■ **Extracted text**
Content starts

P3-183 Behavior of Escherichia coli in Field-inoculated Sweet Onions during Conventional Curing

Tuesday, July 28, 2015
Hall B (Oregon Convention Center)
Anne-Laure Moyne, University of California, Davis, CA
Joy Waite-Cusic, Oregon State University, Corvallis, OR
Linda J. Harris, University of California, Davis, CA
Introduction:  In arid Western growing regions, bulb onions are harvested after uprooting and subsequent drying (curing) in the field for 2 - 3 weeks. The impact of conventional curing practices on the survival of foodborne pathogens introduced through contaminated irrigation water is not well characterized.

Purpose: To evaluate the survival of surrogate Escherichia coli on overhead-inoculated sweet onions during conventional field curing.

Content ends

■ **Data extract**

Content starts

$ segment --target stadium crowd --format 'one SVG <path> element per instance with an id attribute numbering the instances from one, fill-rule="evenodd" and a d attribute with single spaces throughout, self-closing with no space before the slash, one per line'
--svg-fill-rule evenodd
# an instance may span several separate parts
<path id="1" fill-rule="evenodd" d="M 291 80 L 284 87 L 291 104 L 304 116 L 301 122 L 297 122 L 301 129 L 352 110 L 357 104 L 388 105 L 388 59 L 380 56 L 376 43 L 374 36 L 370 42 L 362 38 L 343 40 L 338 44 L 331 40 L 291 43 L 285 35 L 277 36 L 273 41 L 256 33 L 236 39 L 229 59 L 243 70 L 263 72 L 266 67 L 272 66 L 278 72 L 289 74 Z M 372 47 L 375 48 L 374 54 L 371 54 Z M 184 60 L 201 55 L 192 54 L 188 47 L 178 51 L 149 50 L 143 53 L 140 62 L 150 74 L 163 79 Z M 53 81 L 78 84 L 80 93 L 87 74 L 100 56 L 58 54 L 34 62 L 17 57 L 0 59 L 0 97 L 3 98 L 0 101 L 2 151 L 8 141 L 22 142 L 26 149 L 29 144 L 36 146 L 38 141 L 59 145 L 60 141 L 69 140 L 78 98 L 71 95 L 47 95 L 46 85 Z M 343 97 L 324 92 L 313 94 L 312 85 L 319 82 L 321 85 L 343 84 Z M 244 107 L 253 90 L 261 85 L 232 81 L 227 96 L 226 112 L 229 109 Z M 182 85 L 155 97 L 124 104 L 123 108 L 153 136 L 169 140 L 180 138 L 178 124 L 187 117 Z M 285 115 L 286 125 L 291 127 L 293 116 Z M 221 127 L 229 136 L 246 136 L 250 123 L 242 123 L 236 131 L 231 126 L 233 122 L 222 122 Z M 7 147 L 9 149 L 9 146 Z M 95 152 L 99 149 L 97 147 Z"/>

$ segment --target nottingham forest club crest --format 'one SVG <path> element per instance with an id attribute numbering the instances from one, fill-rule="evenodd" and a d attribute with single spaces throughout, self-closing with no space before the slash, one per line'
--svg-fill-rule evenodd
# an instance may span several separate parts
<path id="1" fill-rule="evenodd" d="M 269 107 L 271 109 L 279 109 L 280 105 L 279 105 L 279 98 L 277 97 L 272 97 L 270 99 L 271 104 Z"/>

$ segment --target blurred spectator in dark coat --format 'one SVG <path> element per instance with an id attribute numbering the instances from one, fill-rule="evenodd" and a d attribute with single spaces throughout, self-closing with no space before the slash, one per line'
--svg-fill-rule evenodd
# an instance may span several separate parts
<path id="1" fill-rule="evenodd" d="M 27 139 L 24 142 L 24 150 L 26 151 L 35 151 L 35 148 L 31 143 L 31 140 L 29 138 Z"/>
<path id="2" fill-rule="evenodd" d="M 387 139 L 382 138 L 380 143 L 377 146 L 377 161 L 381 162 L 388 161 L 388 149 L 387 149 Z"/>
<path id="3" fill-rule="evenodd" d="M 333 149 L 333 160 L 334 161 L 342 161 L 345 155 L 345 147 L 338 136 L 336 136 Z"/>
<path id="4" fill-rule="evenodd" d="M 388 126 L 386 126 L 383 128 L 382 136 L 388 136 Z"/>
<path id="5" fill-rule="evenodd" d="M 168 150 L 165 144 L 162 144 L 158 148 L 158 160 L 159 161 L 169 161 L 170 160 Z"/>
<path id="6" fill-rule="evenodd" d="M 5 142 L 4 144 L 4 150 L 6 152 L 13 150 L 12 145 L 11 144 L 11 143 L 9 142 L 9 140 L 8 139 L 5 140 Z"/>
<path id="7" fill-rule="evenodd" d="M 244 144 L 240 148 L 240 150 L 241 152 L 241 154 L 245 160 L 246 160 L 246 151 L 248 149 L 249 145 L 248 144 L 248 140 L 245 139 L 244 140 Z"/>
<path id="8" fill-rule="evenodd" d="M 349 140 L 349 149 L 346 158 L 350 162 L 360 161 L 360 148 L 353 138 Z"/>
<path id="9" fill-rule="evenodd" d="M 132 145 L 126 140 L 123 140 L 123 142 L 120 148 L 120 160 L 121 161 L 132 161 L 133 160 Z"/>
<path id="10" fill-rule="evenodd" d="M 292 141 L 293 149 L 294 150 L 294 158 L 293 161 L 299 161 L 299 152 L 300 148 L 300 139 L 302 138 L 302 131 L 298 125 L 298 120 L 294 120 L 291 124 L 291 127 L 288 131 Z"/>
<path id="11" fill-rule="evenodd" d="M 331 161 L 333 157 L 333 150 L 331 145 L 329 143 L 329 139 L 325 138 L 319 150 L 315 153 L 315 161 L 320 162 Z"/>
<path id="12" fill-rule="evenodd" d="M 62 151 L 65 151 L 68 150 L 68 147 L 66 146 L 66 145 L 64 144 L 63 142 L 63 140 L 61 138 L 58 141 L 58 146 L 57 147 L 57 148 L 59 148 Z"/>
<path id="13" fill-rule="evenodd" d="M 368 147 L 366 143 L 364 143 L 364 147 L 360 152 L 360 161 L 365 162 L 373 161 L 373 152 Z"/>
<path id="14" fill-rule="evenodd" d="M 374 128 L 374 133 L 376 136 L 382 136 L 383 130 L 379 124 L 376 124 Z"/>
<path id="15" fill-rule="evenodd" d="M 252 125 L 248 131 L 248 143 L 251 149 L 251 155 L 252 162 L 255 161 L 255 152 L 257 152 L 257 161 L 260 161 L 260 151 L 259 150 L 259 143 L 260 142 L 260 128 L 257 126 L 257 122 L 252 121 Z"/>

Content ends

■ **Assignment 1**
Please write out the stretch of the sweet onion abstract from "Tuesday, July 28, 2015" through "not well characterized.".
■ **Assignment 2**
In arid Western growing regions, how long are bulb onions left to cure in the field, according to the sweet onion abstract?
■ **Assignment 3**
Give what comes next in the sweet onion abstract, picking up after its last sentence.

■ **Your response 1**
Tuesday, July 28, 2015
Hall B (Oregon Convention Center)
Anne-Laure Moyne, University of California, Davis, CA
Joy Waite-Cusic, Oregon State University, Corvallis, OR
Linda J. Harris, University of California, Davis, CA
Introduction:  In arid Western growing regions, bulb onions are harvested after uprooting and subsequent drying (curing) in the field for 2 - 3 weeks. The impact of conventional curing practices on the survival of foodborne pathogens introduced through contaminated irrigation water is not well characterized.

■ **Your response 2**
2 - 3 weeks

■ **Your response 3**
Methods: Two days after the final irrigation, sweet onions (Allium cepa var. cepa Walla Walla Sweet) (4-month-old transplants, i.e., 6-month-old plants) were overhead-inoculated with a suspension of non-pathogenic rifampicin-resistant E. coli (PTV 353, PTV 354, PTV 355) using a backpack sprayer. One week later, plants were lifted, roots were undercut, and bulbs were placed on the soil surface (cured) for another 2 weeks. E. coli was recovered from individual onions bulbs (n = 10 - 40 per time point) by massaging and shaking in 0.1% peptone for 30 s. E. coli survivors were enumerated on tryptic soy agar with rifampicin and cycloheximide and CHROMagar ECC with rifampicin or by a most-probable-number method. When counts were below the limit of detection, samples were enriched in tryptic soy broth with rifampicin.

Results: E. coli populations declined from 5.2 ± 0.3 to 3.8 ± 0.5 log CFU/onion plant within 2 h after inoculation. At subsequent sampling times (≥ 8 h), the amount of E. coli recovered from each onion was highly variable (range at 8 h: 1.9 to 6.9 log CFU/onion). At the end of curing (22 d postinoculation), E. coli was recovered from 50% of the onions (32% of samples ranged from 3.1 to 7.0 log CFU/onion). E. coli was not detected on any uninoculated onions.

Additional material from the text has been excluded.